- _TRY IT_
Please give nothing except the number of lines in the records below that include the word "window".

- _Natural language region descriptions_
********************

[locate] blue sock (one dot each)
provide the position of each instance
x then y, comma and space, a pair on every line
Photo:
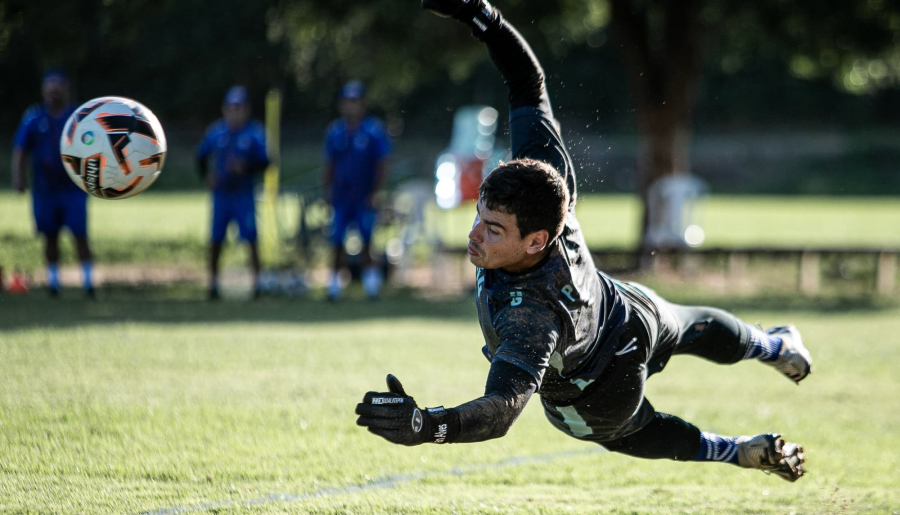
86, 270
762, 346
53, 276
717, 448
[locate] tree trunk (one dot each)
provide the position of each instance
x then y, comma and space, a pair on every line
660, 41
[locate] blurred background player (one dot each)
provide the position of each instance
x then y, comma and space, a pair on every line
239, 149
57, 201
356, 150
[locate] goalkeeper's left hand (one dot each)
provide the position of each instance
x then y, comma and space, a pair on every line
394, 416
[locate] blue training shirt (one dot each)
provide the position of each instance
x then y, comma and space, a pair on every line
355, 155
39, 135
247, 143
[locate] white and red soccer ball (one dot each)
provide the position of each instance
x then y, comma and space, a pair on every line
113, 147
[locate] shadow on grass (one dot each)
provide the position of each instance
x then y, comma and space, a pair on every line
187, 305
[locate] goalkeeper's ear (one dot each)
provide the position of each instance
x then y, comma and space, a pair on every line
394, 386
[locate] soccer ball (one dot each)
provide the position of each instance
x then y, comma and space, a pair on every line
113, 147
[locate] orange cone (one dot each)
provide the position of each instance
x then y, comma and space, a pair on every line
18, 284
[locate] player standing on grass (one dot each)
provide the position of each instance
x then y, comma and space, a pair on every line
356, 150
554, 325
238, 145
56, 200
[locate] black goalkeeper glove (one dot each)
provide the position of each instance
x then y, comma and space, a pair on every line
480, 15
394, 416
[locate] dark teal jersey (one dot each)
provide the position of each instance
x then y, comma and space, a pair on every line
558, 320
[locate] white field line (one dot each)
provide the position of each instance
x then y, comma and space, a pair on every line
379, 483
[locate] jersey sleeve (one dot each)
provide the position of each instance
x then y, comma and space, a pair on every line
24, 138
534, 133
529, 333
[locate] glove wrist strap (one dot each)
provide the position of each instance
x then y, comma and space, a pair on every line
444, 425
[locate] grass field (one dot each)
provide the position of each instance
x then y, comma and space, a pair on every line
151, 402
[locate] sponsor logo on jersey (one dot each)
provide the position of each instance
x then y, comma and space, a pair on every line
387, 400
417, 421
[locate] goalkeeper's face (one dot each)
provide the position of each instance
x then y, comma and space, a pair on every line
495, 242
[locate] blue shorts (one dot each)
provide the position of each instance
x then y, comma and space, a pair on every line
360, 214
239, 207
54, 210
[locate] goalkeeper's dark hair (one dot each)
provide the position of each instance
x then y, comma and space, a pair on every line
532, 190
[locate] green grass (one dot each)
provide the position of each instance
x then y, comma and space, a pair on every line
172, 228
150, 399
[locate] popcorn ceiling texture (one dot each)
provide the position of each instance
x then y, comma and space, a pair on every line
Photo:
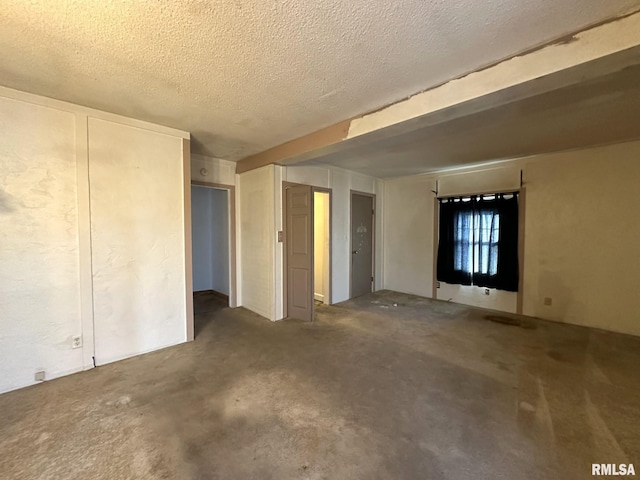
245, 76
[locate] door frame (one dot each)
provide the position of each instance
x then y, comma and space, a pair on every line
373, 237
231, 196
285, 277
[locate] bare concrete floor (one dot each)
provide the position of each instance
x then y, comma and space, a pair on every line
421, 390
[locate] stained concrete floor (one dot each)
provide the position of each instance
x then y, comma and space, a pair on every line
371, 390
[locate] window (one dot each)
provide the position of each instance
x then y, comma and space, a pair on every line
478, 242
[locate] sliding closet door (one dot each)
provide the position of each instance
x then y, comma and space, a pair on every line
138, 244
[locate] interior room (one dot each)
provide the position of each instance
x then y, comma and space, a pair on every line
321, 247
319, 239
211, 240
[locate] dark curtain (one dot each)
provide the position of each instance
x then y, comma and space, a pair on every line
455, 234
478, 243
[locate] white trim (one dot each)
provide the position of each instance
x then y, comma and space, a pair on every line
89, 112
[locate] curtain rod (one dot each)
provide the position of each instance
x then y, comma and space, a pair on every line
478, 194
513, 191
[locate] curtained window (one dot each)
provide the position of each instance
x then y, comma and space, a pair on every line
478, 241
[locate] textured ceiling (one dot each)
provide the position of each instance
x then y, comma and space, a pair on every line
243, 76
596, 112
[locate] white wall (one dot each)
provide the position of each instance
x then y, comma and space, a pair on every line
212, 170
137, 240
210, 227
39, 253
257, 240
48, 285
580, 242
581, 246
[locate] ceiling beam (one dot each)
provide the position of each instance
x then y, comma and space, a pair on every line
600, 50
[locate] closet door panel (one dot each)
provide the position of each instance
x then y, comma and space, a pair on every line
138, 245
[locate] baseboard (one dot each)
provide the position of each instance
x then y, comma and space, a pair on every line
215, 293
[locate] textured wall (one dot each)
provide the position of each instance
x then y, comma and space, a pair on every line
212, 170
138, 250
39, 268
582, 233
257, 241
408, 235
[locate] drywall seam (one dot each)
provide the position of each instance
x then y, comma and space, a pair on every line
84, 241
89, 112
588, 45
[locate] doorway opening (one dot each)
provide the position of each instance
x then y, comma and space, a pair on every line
321, 247
307, 249
213, 241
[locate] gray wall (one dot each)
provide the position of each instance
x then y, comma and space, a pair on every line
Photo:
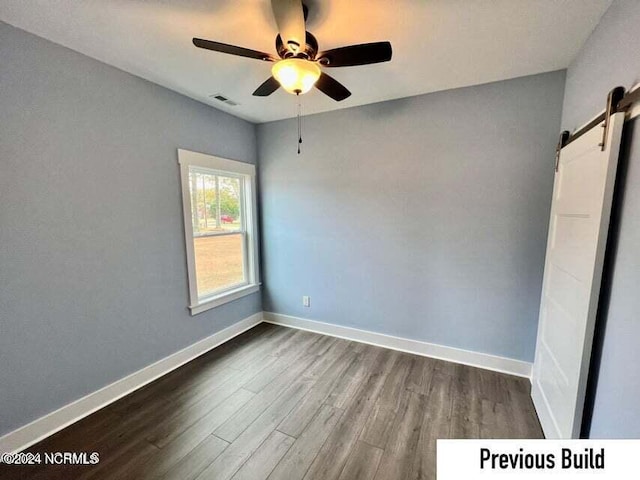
93, 282
610, 58
424, 217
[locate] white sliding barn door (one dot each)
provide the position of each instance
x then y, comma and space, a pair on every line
578, 228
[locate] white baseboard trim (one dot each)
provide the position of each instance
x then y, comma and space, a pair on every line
49, 424
451, 354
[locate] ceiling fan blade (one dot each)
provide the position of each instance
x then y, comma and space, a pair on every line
233, 50
363, 54
289, 16
267, 88
331, 87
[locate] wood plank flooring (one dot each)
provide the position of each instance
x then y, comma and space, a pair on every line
282, 404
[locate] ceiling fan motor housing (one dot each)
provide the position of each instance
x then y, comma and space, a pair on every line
310, 49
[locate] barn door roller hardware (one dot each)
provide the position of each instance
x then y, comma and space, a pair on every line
613, 99
617, 101
564, 136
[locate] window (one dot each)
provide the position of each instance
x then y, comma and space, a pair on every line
218, 197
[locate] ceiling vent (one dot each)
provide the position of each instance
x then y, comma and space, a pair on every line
221, 98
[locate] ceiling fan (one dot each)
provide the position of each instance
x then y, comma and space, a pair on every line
297, 66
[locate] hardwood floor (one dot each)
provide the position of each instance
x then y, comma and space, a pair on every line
277, 403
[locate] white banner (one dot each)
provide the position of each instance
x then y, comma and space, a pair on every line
538, 459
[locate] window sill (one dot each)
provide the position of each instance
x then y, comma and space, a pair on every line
223, 298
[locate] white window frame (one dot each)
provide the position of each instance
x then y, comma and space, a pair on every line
247, 173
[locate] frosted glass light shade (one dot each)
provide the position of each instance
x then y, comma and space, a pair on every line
296, 75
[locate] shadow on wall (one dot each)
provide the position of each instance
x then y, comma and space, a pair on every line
608, 274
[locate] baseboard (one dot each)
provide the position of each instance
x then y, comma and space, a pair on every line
466, 357
45, 426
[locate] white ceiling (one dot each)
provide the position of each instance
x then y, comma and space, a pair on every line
437, 44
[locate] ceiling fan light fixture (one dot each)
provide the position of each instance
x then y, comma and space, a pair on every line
296, 75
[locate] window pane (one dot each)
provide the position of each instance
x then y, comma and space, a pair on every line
216, 202
219, 262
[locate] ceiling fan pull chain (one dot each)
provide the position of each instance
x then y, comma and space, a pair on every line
299, 123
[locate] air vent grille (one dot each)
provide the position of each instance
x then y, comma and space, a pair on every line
221, 98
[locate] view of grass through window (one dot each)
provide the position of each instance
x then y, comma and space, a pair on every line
218, 230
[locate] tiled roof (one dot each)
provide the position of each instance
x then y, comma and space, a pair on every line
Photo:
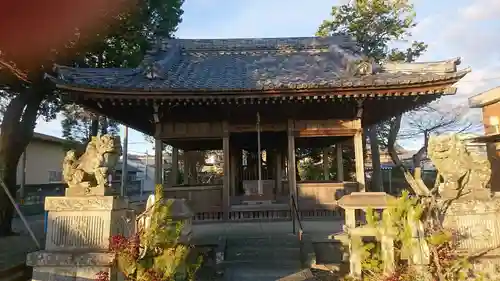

********************

- _ANSWER TO THIS TASK_
7